START Text segment

What is Biochemistry?

It’s probably the part of chemistry that most people remember from school, that talks about the chemistry that happens in living organisms. Things like carbohydrates, proteins, lipids, and nucleic acids which are all biomolecules.

Because biochemistry is also learned in school, it is the stepping stone to many other forms of science, including forensic science and genetics, as well as the understanding of the human body and biology. Most of what people know about the human body came from the early students of biochemistry.

The history of biochemistry

A scientist named Anselme Payen discovered amylase in 1833, which some say was the beginning of biochemistry, while others argue that the discovery and demonstration of alcoholic fermentation by Eduard Buchner is the true origin.

Enzymes and their effect on the body were soon studied as well, as many scientists noticed how starch was turned to sugar and meat was broken down in the body, but when Loius Pasteur studied how sugar was fermented into alcohol by adding yeast, he began to discover how fermentation worked.

Anselme discovered amylase, and the term enzyme was coined afterward, discussing the materials that caused chemical changes in organisms. It was soon discovered through further experiments that the yeast cells didn’t have to be alive to cause a change, and they could cause changes outside of a living cell.

The study of metabolism

Metabolism has been studied for over 800 years, and metabolism is one of the chemical processes that keep life going. It keeps food turning into energy with the help of oxygen and allows people to use that energy.

Metabolism is all about breaking down molecules and then building more to use glucose and then using that to form adenosine triphosphate or ATP. The molecules from food and drink are taken apart by metabolism to form protein, lipids, nucleic acids, and carbohydrates.

END Text segment
START Data

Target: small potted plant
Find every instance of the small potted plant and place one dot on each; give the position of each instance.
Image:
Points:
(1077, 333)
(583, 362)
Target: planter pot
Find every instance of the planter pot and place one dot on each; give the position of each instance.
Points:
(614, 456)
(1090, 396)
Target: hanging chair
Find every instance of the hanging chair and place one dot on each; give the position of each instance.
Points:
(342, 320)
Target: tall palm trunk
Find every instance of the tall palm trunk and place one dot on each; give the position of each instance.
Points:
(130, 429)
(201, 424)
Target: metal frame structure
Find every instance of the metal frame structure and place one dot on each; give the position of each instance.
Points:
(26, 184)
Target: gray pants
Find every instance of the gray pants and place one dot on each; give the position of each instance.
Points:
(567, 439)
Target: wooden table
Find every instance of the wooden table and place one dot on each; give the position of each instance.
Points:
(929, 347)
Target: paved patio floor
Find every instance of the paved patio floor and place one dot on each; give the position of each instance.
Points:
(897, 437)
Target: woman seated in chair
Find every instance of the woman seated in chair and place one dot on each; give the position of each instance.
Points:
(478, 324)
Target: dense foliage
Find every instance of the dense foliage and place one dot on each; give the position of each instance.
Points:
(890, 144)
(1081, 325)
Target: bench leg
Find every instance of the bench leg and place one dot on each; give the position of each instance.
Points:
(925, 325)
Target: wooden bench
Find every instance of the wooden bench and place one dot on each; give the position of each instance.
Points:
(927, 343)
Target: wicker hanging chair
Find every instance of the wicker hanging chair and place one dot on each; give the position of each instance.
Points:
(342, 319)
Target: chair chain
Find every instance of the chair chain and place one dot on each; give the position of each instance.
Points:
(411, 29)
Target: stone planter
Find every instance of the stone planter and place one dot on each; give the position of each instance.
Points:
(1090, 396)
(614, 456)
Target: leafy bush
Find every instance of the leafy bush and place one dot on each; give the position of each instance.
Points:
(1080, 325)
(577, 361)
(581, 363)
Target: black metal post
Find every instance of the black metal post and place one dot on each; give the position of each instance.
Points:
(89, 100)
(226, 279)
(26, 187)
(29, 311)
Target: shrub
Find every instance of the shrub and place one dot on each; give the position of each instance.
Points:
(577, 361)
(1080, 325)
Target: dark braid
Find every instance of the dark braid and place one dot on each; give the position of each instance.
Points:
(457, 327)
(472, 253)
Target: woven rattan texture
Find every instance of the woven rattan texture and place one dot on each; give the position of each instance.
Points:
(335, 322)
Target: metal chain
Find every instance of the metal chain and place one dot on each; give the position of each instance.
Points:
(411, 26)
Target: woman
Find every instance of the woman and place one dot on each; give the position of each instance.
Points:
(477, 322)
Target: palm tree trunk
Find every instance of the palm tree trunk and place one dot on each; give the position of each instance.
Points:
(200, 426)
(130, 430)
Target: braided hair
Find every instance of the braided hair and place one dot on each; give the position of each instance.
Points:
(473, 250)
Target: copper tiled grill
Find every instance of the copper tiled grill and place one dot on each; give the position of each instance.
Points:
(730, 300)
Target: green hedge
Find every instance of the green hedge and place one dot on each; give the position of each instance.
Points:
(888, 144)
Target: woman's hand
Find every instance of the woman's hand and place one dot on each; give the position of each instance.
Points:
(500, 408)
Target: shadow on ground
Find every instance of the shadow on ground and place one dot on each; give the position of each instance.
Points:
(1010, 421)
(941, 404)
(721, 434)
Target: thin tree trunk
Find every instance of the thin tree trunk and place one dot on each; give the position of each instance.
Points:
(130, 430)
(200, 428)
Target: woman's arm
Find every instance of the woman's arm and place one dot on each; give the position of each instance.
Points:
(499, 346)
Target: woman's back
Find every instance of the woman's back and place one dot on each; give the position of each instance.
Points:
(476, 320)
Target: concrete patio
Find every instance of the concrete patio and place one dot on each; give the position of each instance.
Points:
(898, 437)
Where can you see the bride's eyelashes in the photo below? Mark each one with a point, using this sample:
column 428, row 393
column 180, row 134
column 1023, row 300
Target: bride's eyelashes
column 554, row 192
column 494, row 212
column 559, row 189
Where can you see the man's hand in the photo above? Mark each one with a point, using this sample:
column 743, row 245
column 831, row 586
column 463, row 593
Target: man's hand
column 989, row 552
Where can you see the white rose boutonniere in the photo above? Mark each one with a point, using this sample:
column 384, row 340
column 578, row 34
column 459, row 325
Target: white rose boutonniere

END Data

* _Using the information_
A - Rewrite the biochemistry text from "Enzymes and their" up to and including "how fermentation worked.", replacing "meat" with "protein".
B - Extend the biochemistry text by continuing it from where it stops.
The entries have nothing to do with the biochemistry text.

* _Your written answers_
A -
Enzymes and their effect on the body were soon studied as well, as many scientists noticed how starch was turned to sugar and protein was broken down in the body, but when Loius Pasteur studied how sugar was fermented into alcohol by adding yeast, he began to discover how fermentation worked.

B -
By taking apart the molecules by using catabolism and forming materials that the body can use in its reactions, and then building them up via anabolism, food is turned into one of the four molecules and enzymes help those reactions occur.

With the understanding of how metabolism works, scientists were able to discover more uses for ATP and ADP, as well as the process of glycolysis and how that affects the body.

Polymerase chain reaction

This was and still is one of the greatest advancements in biochemistry, as PCR is a way to create copies of a specific DNA gene and study them. Diagnosis and treatment for DNA problems are made possible by PCR, and it is even used in forensic studies because PCR can take a very small sample of DNA and then amplify it.

It has also been used to study ancient DNA, and amplify that to allow for the identification of corpses.

The benefits of biochemistry

Biochemistry allows for so much to be done in the sciences, all because people sought to understand the building blocks of the human body, and now they can build off of that and expand the knowledge to new heights.